Bill to expand paid leave benefits comes with a big cost, says Minnesota Chamber CEO
Doug Loon described the legislation as “too big, too costly and too big of a tax.”
ALEXANDRIA — New legislation that would provide 12 weeks of paid parental and family leave plus an additional 12 weeks of paid medical leave could spell trouble for both employers and employees.
That’s according to Doug Loon, president and CEO of the Minnesota Chamber of Commerce . Loon stopped by the Echo Press office on Friday, March 3 before speaking at a League of Minnesota Cities training institute in Alexandria.
As introduced, the legislation ( HF2 and SF2 ) would create a state-administered paid leave insurance program financed through a new tax on employers. This is different – and in addition to – a separate bill that mandates employers to provide up to 80 hours of paid sick leave for routine or minor illnesses.
Loon described the legislation as “too big, too costly and too big of a tax.” He said the program would create a “new layer of government bureaucracy.”
Loon was also concerned that the proposal did not go through a fiscal analysis to see what the actual cost would be to employers and taxpayers.
“This bill is on the fast track but we need to understand it…It’s just not workable,” he said.
Loon said only 11 states have enacted similar versions of paid leave mandates and some, such as Washington, have had to raise taxes to pay for the program.
The state, Loon said, would need to hire more than 300 full-time employees to run the new paid leave insurance company.
If the legislation is full enacted, Minnesota would have the most expansive and expensive mandates in terms of eligibility, qualifying events, benefits and employer obligation, according to the Minnesota Chamber of Commerce.
“We need to step back and consider alternate proposals, with simple approaches that are workable — less egregious,” Loon said.
Employers are already dealing with supply chain shortages and disruptions, lower productivity and a worker shortage, Loon said. “They can’t meet the demand and they can’t run their plant.”
Under the program, an employee could miss 24 weeks of work – 44% of workdays in a year, Loon said.
The cost to find temporary workers to replace those on leave would double, or in some cases, triple the taxes employers pay, according to Loon.
The Minnesota Chamber of Commerce, which has about 60 chamber of commerce members throughout the state, said the Legislature must act to:
- Ensure changes proposed through Minnesota state agencies consider impacts on employers.
- Oppose one-size-fits-all mandates on employee benefits that would constrain employers’ ability to conduct business.
- Preserve private-sector flexibility on wage, benefit and scheduling decisions.
——
In the article on the paid leave bill, how many full-time employees does Loon say the state would need to hire to run the new program? The items that follow come from a different source than the article on the paid leave bill.
——
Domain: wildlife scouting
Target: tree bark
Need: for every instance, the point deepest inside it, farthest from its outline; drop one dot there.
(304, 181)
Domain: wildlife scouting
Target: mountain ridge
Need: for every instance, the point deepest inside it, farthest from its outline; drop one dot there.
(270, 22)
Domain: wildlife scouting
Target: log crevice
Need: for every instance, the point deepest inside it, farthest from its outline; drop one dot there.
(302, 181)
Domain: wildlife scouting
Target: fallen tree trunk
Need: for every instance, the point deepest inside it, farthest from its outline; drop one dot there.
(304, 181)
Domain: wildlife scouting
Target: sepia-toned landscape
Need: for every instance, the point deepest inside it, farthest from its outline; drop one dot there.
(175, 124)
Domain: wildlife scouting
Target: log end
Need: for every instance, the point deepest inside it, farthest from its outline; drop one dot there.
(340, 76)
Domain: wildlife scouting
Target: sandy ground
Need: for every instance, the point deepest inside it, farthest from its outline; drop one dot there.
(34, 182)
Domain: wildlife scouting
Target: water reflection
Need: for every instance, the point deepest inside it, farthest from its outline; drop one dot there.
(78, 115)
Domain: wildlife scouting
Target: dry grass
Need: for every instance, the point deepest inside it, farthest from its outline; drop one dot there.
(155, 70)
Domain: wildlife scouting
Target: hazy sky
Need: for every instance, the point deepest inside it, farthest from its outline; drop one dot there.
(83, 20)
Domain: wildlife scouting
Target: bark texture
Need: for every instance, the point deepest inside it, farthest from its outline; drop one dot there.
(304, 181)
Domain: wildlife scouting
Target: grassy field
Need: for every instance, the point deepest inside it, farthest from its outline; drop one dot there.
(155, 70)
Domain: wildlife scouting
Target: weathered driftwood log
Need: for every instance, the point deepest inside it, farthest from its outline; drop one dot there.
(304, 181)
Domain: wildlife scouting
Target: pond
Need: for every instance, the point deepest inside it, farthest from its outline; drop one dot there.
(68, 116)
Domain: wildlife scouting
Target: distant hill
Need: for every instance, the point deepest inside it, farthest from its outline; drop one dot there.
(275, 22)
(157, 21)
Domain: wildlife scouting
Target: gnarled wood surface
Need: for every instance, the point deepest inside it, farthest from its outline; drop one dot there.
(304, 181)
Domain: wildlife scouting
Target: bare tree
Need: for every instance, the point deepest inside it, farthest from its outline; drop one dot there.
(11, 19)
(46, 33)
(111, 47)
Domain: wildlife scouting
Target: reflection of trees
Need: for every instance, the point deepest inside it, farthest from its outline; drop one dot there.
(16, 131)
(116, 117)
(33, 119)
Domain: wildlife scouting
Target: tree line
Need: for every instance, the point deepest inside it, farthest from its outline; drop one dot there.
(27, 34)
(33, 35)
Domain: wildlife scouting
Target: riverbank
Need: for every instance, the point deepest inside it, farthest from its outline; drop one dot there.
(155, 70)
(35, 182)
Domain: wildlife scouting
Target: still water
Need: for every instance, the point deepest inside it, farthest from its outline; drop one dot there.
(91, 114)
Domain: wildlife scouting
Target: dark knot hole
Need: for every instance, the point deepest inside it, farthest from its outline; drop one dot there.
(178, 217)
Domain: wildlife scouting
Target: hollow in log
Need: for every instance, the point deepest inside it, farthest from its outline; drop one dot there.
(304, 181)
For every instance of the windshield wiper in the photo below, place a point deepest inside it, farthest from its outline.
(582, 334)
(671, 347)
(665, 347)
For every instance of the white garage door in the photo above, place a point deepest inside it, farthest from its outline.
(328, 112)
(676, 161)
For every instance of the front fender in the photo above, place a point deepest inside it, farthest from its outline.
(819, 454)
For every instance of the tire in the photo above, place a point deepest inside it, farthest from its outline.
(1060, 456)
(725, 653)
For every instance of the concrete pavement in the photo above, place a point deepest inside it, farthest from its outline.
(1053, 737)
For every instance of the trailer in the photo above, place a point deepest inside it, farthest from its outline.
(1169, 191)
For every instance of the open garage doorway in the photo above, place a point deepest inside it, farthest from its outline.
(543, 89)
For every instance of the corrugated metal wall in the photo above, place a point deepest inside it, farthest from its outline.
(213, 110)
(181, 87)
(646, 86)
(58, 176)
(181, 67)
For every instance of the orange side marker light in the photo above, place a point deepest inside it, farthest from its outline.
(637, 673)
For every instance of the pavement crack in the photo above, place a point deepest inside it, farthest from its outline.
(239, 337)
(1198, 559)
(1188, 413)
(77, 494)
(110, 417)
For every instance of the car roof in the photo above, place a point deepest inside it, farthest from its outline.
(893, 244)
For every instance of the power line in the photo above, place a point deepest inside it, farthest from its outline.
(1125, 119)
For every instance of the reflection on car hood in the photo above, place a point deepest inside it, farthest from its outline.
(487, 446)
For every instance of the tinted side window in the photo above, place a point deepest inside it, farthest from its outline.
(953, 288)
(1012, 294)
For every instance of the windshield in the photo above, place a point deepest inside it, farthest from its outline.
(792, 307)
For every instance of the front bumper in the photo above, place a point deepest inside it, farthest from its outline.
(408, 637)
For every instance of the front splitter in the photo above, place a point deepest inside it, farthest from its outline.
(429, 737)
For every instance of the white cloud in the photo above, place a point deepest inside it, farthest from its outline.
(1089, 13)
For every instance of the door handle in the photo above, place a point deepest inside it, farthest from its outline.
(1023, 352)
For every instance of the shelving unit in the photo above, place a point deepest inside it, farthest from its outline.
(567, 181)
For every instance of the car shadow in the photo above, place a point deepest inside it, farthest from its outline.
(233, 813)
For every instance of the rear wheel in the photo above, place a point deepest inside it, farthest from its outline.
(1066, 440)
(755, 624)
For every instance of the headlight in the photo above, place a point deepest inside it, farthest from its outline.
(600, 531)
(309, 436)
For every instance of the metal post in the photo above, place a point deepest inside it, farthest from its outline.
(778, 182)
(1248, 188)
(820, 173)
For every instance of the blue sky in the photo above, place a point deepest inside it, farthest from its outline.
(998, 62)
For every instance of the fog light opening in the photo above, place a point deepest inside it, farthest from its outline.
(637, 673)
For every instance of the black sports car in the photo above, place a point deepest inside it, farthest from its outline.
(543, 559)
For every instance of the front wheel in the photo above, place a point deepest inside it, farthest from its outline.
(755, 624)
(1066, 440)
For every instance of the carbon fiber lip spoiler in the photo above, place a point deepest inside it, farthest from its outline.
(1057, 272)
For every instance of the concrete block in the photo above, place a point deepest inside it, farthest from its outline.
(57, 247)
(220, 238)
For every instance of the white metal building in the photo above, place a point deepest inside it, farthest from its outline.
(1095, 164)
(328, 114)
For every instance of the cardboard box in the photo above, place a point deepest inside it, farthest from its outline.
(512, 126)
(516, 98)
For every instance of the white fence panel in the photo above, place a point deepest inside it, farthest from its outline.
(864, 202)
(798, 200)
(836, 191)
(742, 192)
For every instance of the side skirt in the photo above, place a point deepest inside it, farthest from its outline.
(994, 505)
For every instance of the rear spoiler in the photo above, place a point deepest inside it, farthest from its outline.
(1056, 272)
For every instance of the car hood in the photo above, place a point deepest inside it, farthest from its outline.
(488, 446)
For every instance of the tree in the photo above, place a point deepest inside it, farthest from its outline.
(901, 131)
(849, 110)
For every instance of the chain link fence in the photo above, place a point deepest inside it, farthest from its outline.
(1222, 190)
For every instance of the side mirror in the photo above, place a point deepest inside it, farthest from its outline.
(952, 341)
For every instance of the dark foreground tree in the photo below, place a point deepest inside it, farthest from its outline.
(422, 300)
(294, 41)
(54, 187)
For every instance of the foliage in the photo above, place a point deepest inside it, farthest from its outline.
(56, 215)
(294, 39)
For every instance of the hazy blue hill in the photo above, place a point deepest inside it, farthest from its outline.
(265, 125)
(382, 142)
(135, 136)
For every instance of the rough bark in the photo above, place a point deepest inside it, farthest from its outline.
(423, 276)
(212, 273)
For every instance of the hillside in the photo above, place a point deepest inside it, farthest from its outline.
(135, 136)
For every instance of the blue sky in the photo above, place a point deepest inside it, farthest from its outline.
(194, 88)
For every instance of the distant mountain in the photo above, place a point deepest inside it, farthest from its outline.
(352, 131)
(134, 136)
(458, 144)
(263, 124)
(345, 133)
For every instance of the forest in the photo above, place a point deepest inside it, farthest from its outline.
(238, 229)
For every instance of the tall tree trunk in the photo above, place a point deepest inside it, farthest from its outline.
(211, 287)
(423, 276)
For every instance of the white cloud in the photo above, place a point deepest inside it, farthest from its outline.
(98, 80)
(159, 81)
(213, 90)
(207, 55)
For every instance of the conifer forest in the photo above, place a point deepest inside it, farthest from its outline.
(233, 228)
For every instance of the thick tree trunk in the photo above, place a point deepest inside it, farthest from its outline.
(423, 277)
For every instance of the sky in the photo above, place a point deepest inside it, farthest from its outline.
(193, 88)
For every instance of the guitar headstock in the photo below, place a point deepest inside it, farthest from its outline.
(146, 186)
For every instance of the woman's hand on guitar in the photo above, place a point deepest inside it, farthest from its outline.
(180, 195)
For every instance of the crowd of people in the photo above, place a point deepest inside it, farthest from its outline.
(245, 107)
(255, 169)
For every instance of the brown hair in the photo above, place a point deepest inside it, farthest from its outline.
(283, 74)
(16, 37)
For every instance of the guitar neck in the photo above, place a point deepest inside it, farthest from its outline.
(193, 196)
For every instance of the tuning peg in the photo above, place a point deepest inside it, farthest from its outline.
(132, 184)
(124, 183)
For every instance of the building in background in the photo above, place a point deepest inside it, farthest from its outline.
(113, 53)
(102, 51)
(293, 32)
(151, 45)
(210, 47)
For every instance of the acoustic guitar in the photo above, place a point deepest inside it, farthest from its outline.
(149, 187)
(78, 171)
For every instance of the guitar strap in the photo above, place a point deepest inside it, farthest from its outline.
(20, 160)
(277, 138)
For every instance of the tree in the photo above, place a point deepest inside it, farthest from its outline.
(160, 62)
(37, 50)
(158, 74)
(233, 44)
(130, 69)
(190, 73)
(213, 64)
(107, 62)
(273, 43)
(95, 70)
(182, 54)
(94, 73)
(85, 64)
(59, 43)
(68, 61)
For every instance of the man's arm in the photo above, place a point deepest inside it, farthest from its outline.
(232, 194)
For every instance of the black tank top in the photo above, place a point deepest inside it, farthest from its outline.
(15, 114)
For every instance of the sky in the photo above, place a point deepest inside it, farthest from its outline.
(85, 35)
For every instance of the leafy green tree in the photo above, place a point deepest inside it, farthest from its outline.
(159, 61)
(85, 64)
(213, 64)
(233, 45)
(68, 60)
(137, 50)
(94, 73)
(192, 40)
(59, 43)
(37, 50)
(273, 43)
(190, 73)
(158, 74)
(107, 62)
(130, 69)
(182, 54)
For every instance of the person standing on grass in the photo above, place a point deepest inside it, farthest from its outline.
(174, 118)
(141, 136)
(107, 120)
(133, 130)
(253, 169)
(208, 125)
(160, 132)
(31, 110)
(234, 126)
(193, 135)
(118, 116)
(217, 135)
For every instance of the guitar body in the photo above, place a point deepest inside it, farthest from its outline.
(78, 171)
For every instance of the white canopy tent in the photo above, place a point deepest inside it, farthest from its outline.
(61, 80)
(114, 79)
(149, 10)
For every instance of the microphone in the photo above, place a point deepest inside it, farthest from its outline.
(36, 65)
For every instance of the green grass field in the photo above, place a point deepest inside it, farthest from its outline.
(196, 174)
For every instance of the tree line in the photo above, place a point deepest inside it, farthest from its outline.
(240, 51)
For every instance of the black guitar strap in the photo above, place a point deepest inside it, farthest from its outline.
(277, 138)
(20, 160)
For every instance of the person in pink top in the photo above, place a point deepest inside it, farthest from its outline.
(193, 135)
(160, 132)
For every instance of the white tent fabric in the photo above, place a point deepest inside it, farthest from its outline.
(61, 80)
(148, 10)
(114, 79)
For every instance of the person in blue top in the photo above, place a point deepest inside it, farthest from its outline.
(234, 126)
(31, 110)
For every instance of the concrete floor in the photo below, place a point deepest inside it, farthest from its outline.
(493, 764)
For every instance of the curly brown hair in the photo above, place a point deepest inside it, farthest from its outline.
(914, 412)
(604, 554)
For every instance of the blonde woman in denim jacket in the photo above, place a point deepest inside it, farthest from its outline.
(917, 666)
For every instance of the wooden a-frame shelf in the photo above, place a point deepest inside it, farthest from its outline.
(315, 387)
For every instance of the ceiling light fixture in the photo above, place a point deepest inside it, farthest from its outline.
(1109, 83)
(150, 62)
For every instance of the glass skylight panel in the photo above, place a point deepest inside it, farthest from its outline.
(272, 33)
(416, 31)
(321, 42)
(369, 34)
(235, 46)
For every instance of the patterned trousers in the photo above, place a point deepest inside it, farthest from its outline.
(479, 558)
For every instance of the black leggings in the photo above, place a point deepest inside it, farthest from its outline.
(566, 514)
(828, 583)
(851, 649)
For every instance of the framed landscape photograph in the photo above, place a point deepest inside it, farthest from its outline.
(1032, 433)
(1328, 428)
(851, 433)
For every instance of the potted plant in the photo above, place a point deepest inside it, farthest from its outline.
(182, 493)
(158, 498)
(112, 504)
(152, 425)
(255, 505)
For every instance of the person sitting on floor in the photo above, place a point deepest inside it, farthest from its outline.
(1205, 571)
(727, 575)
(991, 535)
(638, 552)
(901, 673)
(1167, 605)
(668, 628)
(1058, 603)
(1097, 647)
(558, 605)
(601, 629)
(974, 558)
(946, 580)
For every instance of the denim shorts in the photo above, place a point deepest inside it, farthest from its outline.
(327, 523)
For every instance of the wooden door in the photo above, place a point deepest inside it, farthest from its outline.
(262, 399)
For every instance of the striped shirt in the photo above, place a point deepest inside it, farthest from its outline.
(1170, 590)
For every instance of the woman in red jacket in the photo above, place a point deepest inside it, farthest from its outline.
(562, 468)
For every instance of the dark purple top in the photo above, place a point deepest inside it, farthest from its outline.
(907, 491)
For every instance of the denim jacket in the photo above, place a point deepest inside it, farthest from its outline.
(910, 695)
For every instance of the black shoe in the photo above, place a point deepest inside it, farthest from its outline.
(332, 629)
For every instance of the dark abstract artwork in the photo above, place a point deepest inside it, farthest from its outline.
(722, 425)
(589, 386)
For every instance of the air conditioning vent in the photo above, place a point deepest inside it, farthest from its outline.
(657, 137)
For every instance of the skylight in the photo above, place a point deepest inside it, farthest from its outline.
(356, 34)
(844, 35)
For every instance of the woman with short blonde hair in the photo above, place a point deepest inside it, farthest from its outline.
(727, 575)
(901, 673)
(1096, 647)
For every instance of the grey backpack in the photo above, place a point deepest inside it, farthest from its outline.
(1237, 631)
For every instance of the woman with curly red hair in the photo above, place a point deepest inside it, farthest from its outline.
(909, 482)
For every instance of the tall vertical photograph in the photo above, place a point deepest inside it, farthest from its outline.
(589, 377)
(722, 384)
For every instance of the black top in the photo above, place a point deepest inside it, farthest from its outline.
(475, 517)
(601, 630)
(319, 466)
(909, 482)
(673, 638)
——
## [Output below]
More than 300.